### Texto proporcionado
_ _ _ _ _ _ _

Las reflexiones sobre el cine son constantes a lo largo de la película, como la de los jóvenes que entablan conversación con una lectora en un bistrô a quien creen que molestan con su conversación exaltada sobre la experiencia de la realidad en el cine, aunque la lectora se revela como una «especialista» que está leyendo a Stanley Cavell en inglés, A lo largo de la conversación se menciona también a André Bazin, el creador de los Cahiers du Cinema y eximio teórico del cine. Ahí no se acaba la teorización sobre el cine y el espectador, porque cuando Paul Dédalus asiste a las clases en la universidad, se nos ofrece una brillante reflexión sobre el cambio sufrido por los espectadores del teatro, cuya visión de la obra es única en cada espectador, en función de lo que ven en escena y desde dónde lo ven, y la «cesión» irreparable que supone convertirnos en espectadores de cine, dado que el único punto de vista posible es el del director, el de la cámara.

Resulta enternecedora la progresión de Paul hacia la consolidación de su pasión, que no es otra que convertirse él mismo en director de cine, por supuesto, y verlo convertido en impulsor del cine-fórum de su Liceo, con la proyección de una película checa, Las margaritas, de Vera Chytilová, que el joven cinéfilo confiesa no haber visto, así como tampoco Sombras, de Casavettes, a la que alude en su presentación. Así, poco a poco, y en diferentes etapas de su vida, observamos de qué modo un arte como el del cinematógrafo es capaz de atraernos de un modo no solo absorbente, sino hasta peligroso, porque el impacto emocional de las imágenes nos condicionan y estas acaban formando parte principalísima de nuestras vidas. Acaso por ello no es sino hacia el último tercio de la película, cuando se nos habla de la televisión, como la nueva «pantalla», cuando el niño Dédalus, en el curso de una comida familiar, está absorto ante las secuencias tremendas de Recuerda, de Hitchcock, justo cuando al protagonista le regresa a la memoria el terrible accidente que supuso la trágica muerte de su hermano, que el niño contempla sobrecogido frente al televisor. Más tarde, desvelado, esa misma noche, acabará en el regazo de su padre,  y contemplará otra terrible escena,  el interrogatorio con tortura de la vieja bruja en Dies Irae, de Dreyer, de quien el padre dice que es el mejor director de la Historia del Cine.

Desplechin dedica un largo capítulo final de la película a uno de los grandes monumentos del cine, Shoa, de Claude Lanzmann, el reputado documentalista cuya obra sobre el genocidio cometido por los nazis ha significado un antes y un después en la historia del documentalismo como género. Es significativo que Desplechin, a lo largo de su obra, ponga en un mismo plano de importancia el cine de ficción y el cine documental, sin que ambos dejen de ser cine, una mirada creadora interpuesta entre la realidad y las imágenes con que queremos traducirla.

_ _ _ _ _ _ _

### Datos aportados
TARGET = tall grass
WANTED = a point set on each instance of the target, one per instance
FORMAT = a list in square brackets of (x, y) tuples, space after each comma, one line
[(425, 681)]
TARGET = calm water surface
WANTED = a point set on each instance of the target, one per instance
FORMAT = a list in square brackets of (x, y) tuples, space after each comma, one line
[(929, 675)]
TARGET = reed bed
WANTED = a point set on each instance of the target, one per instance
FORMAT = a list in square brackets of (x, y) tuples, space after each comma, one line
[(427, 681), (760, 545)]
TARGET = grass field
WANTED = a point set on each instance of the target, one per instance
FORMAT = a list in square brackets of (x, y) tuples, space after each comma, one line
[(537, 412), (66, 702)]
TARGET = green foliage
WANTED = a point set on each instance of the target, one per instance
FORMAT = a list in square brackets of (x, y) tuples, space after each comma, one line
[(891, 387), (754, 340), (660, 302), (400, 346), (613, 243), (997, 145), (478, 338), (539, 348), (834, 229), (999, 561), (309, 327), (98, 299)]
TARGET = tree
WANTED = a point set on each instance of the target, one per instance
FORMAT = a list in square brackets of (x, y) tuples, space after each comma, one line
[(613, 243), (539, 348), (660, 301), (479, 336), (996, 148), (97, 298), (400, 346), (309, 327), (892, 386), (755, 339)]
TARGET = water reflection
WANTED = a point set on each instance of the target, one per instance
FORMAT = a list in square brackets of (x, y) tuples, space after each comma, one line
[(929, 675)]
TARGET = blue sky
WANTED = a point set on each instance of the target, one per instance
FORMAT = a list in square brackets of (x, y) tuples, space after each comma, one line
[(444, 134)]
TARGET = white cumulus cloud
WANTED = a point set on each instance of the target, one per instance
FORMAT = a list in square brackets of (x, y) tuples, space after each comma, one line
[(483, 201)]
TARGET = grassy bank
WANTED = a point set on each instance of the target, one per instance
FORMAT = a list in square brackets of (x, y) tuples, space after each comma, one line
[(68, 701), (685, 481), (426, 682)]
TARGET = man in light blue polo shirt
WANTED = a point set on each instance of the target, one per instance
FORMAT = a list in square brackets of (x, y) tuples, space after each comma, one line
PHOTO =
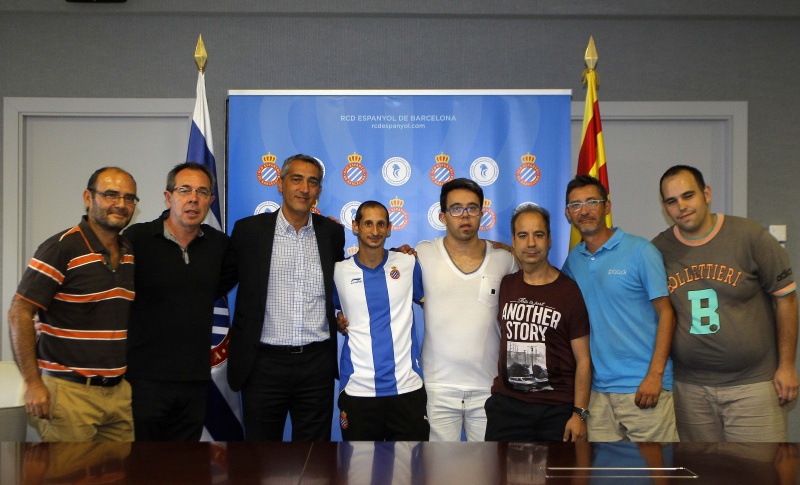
[(623, 281)]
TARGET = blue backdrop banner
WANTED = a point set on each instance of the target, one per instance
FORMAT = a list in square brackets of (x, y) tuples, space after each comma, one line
[(399, 148)]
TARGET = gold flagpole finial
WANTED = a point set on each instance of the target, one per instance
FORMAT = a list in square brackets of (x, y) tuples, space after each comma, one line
[(591, 54), (200, 54)]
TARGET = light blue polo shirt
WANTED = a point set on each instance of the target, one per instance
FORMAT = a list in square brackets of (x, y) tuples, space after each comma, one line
[(618, 283)]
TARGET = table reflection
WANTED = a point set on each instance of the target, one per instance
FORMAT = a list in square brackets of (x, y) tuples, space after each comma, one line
[(401, 462)]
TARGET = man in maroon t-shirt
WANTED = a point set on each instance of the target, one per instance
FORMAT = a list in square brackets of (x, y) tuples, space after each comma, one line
[(544, 371)]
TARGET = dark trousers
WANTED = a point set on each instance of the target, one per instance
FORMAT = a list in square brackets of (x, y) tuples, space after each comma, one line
[(388, 418), (299, 385), (168, 410), (509, 419)]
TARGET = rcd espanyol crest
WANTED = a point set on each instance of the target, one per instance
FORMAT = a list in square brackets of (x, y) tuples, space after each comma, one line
[(484, 171), (397, 215), (269, 173), (528, 174), (267, 206), (348, 213), (354, 172), (396, 171), (433, 216), (442, 172), (488, 218)]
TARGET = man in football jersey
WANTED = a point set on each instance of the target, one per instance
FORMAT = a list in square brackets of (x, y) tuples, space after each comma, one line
[(382, 397)]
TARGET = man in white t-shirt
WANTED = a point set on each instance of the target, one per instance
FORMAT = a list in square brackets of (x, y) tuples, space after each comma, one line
[(461, 274)]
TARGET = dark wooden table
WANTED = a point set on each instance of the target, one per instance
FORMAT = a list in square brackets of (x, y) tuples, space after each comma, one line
[(400, 463)]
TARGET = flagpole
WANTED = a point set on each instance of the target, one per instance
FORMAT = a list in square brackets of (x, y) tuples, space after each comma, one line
[(200, 55), (592, 155), (223, 415)]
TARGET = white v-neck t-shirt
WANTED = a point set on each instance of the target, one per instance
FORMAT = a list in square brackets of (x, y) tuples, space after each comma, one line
[(462, 337)]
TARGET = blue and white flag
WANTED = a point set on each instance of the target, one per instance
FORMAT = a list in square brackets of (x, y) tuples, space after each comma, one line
[(223, 414)]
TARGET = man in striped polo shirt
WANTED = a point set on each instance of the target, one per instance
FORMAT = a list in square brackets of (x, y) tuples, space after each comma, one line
[(80, 282)]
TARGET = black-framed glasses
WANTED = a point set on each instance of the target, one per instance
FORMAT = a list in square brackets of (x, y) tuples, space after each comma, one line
[(186, 191), (592, 205), (113, 196), (471, 210)]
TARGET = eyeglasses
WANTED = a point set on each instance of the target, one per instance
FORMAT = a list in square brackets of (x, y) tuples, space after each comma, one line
[(113, 196), (592, 205), (471, 210), (186, 191)]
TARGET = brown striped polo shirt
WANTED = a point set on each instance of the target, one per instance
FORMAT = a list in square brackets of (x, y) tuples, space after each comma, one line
[(83, 303)]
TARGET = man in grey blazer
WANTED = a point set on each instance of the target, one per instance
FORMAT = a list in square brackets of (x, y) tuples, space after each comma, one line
[(283, 337)]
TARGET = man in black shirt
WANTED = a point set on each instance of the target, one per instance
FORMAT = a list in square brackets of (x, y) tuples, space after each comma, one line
[(183, 266)]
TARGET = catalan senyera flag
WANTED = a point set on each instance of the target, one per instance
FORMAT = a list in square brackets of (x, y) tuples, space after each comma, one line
[(592, 156), (223, 413)]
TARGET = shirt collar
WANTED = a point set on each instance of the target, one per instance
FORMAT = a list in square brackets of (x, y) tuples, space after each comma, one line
[(283, 225)]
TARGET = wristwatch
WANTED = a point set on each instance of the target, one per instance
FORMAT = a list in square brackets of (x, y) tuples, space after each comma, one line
[(582, 413)]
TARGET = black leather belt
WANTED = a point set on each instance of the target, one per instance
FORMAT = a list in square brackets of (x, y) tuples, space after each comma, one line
[(89, 381), (291, 349)]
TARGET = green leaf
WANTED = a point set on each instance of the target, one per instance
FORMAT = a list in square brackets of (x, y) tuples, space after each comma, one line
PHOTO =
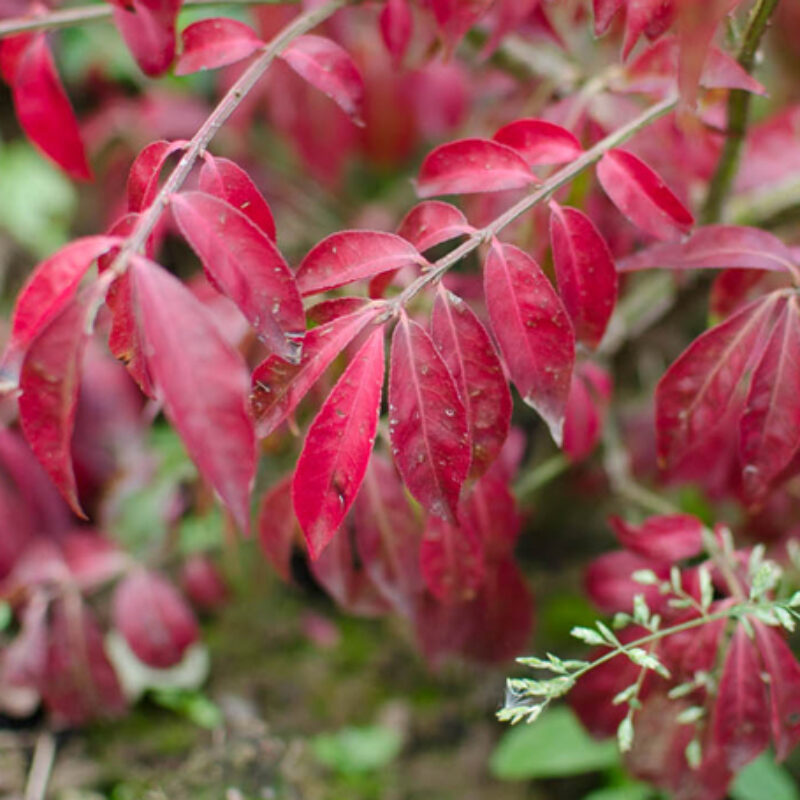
[(38, 202), (762, 779), (355, 750), (631, 791), (554, 746)]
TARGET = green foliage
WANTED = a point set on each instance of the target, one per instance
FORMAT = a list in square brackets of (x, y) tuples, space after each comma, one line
[(38, 202), (556, 746), (352, 751)]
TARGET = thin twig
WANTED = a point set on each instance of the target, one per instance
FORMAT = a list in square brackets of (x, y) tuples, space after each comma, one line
[(738, 115), (78, 15), (541, 193), (44, 756), (229, 103)]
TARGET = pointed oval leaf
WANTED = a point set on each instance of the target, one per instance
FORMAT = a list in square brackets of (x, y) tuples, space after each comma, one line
[(642, 196), (217, 42), (469, 166), (41, 103), (277, 527), (388, 535), (589, 396), (587, 278), (707, 384), (338, 446), (466, 348), (246, 266), (148, 28), (201, 380), (769, 429), (228, 181), (145, 170), (427, 421), (49, 381), (51, 286), (278, 387), (741, 717), (668, 537), (350, 256), (328, 67), (716, 247), (451, 561), (433, 222), (539, 141), (154, 618), (396, 23), (533, 330)]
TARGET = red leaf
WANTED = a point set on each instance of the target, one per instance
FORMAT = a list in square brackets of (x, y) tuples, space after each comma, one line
[(740, 721), (604, 11), (783, 688), (228, 181), (433, 222), (51, 286), (80, 683), (43, 108), (396, 23), (640, 194), (670, 537), (466, 348), (245, 265), (656, 69), (148, 28), (770, 426), (49, 380), (533, 331), (388, 535), (277, 527), (587, 278), (611, 588), (212, 43), (716, 247), (708, 382), (338, 571), (491, 512), (329, 68), (472, 165), (278, 386), (350, 256), (338, 445), (501, 616), (427, 422), (589, 396), (145, 170), (539, 141), (652, 17), (201, 380), (451, 561), (155, 620)]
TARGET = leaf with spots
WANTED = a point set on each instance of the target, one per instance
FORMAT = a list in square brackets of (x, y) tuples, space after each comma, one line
[(533, 330), (427, 421), (466, 348), (338, 446), (244, 264), (469, 166), (587, 278)]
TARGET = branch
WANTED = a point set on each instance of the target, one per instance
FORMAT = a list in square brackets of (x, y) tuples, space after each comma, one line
[(738, 115), (67, 17), (541, 193), (229, 103)]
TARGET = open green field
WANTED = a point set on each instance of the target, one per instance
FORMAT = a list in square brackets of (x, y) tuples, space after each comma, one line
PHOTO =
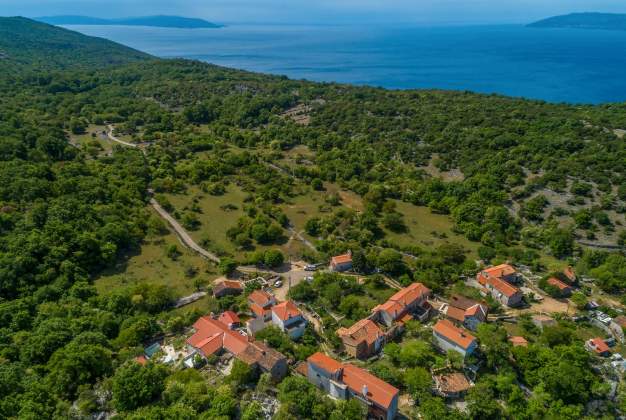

_ _ _ _ _ _ _

### Enunciado
Reproduce del texto sobre la película de Desplechin el fragmento comprendido entre "Desplechin dedica un" y "que queremos traducirla.", ambos incluidos. Las líneas son un material aparte, independiente del texto.

### Solución
Desplechin dedica un largo capítulo final de la película a uno de los grandes monumentos del cine, Shoa, de Claude Lanzmann, el reputado documentalista cuya obra sobre el genocidio cometido por los nazis ha significado un antes y un después en la historia del documentalismo como género. Es significativo que Desplechin, a lo largo de su obra, ponga en un mismo plano de importancia el cine de ficción y el cine documental, sin que ambos dejen de ser cine, una mirada creadora interpuesta entre la realidad y las imágenes con que queremos traducirla.